TASK INSTRUCTIONS — What is wanted is the full listing, word for word, without its pictures.

EXERCISE INPUTS —
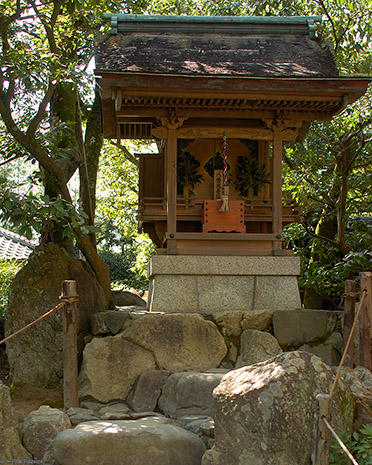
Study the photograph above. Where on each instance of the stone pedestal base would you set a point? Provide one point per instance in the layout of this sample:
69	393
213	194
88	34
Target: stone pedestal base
210	284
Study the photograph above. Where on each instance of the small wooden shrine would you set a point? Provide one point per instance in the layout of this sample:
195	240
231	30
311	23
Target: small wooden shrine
220	95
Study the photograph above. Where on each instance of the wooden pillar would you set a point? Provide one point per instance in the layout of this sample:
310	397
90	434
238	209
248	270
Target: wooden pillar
349	314
171	174
365	325
70	362
277	188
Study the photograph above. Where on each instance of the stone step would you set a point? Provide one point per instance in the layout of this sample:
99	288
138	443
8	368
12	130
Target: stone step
147	441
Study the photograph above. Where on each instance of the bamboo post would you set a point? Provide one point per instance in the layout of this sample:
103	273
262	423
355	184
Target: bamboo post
171	190
349	314
277	189
365	327
323	435
70	362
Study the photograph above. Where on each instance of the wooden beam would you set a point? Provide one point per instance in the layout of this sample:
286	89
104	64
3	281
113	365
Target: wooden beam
277	186
232	133
224	113
224	237
118	100
349	314
171	184
365	327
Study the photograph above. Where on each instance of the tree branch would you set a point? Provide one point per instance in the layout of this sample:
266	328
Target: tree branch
41	113
49	26
8	160
336	244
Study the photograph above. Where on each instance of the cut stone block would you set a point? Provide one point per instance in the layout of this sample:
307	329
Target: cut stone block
148	441
211	284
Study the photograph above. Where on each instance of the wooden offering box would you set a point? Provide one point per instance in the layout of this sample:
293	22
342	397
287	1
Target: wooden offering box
215	221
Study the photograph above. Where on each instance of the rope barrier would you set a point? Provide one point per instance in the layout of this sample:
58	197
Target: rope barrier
342	445
363	295
351	335
65	300
351	294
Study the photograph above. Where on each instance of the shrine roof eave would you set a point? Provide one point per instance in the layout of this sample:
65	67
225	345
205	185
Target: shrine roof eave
349	87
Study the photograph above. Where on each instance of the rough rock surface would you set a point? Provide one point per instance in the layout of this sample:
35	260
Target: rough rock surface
265	412
78	415
40	428
149	441
125	299
146	392
178	341
109	322
256	346
189	393
111	366
257	319
35	356
10	438
293	328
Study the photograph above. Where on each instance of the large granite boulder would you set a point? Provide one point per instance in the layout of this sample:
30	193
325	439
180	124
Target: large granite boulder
126	298
293	328
171	342
359	381
265	412
148	441
146	392
40	428
189	393
178	341
111	366
35	356
10	435
256	346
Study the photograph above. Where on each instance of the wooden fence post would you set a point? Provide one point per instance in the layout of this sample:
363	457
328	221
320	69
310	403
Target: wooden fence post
323	435
365	326
70	362
349	314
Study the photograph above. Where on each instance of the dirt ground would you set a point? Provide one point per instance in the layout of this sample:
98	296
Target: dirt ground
25	400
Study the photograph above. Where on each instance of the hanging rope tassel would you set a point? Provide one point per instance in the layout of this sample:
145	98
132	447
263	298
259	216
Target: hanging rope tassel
225	189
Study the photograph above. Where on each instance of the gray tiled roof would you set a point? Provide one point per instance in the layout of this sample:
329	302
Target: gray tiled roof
13	246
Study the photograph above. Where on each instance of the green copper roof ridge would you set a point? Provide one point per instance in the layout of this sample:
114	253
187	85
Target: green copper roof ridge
214	24
213	19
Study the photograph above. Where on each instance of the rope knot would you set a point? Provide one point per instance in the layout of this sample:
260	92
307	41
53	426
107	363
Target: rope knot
69	299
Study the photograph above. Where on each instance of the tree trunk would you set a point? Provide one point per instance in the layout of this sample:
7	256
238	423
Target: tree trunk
325	228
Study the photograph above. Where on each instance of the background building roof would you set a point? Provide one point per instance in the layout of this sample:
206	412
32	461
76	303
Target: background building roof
13	246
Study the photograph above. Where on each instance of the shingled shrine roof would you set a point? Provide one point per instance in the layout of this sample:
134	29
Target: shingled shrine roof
216	67
13	246
215	46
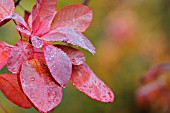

RESPONSE AREA —
Study the photograph above. Where on each instance of the stone pedestal base would you set a point? Provide one point per instance in the layout of this sample:
69	393
213	194
88	34
Target: stone pedestal base
210	284
Study the photograph above. Where on each instance of the small wooden shrine would you set a point? Provide one point per instance in the layout of this sample:
195	240
231	30
311	23
Target: small wooden shrine
220	95
Study the photograph above. Where on each instance of the wooden pillar would you set a point? Provide one point per instance in the layout of this sample:
310	397
90	434
238	209
248	270
Target: wooden pillar
349	314
171	174
365	325
70	362
277	188
Study the photograph above. Where on each instance of the stone step would you set a point? Provide one point per instance in the layout of this sample:
99	288
138	443
8	368
12	130
Target: stone step
147	441
Study the photograph above. Where on each instance of the bamboo post would you set a point? Provide one point per instance in the layout of this sample:
103	273
262	423
355	184
Target: bamboo post
171	190
349	314
277	189
365	327
323	435
70	362
Study the photograph above. Where on each instance of the wooden beam would you set a point? Provide one point per instance in the layout of this sample:
286	89
104	64
3	281
113	365
Target: wooden beam
277	186
232	133
224	113
224	237
118	100
349	314
171	184
365	327
Study the photograph above. Where on each instance of the tree branch would you set a point? Provide one point per instance in the layout of this sample:
266	328
Target: tree branch
41	113
49	26
8	160
336	244
Study the photograph above. Where on each instance of the cut stone block would you set a point? Provide one point per instance in the layout of this sample:
307	329
Target: cut stone block
148	441
211	284
Study the photograph above. Where on each instance of the wooden offering box would you set a point? Provide one point per instance in the layout of this sample:
293	22
342	397
287	1
Target: wooden offering box
215	221
Study the photograph above. Where on each instance of the rope barrier would you set a point? Provide one point per instance in the layout of this sample:
58	197
Target: rope barrier
342	445
363	295
351	335
65	300
351	294
Study the photograph above. Where on each instance of the shrine roof eave would you set a point? Provide one point per instance in the layout of this sample:
65	67
225	345
205	185
Target: shrine roof eave
349	87
Study the photograph above. Where on each instance of the rough rock surface would you set a point? Provide one point per instance in the layout of this sample:
35	260
Target: rough rock surface
265	412
78	415
40	428
149	441
125	299
146	392
178	341
109	322
256	346
189	393
111	366
257	319
35	356
10	438
293	328
Study the photograph above. Where on each instance of the large granite boulder would you set a point? Provide one point per instance in the layout of this sample:
30	193
325	439
180	124
Target: large granite boulder
126	298
293	328
171	342
359	381
265	412
148	441
146	392
40	428
189	393
178	341
111	366
35	356
10	435
256	346
Study the photograph above. Where on each instance of the wooden fence post would you set a point? Provide one point per instance in the layout of this sample:
363	457
328	221
320	69
310	403
Target: wooden fence post
323	435
365	326
70	362
349	314
Study the photograph above. Where on each instance of the dirt ground would you set a point? Provide one point per instance in the layout of this sample:
98	296
Target: dirt ground
25	400
Study the photograph above. Where on each instance of the hanging rope tassel would you set a point? Provide one point per instance in the layout of this sample:
145	98
132	447
263	298
259	216
Target: hanging rope tassel
225	189
Study the photograph above. Where on each instance of the gray tiled roof would you set a point? Provide one point per instance in the layout of this sample:
329	302
Target: gray tiled roof
13	246
Study the photograph above. Where on each instance of the green copper roof ridge would you set a point? Provide one point per instance in the layout of this sample:
114	253
187	85
Target: green copper roof ridge
214	24
213	19
Study the photograph above. Where on each instance of the rope knot would you set a point? Provide one point per instance in the layout of this sample:
260	92
307	41
53	426
107	363
Target: rope knot
69	299
Study the photograph above. Where on each instance of the tree trunk would you set a point? Provide one point per instance in the layout of this sample:
7	256
238	423
Target: tree trunk
325	228
Study the photograph above. Where on each instance of the background building roof would you set a point? Provide one point per instance in the layout of this sample:
206	412
32	461
76	303
Target: background building roof
13	246
Study the photograph above. Where on each instance of the shingled shrine roof would you set a point? Provide one point per instance in the layout of this sample:
134	29
Target: shingled shrine roof
216	67
13	246
215	46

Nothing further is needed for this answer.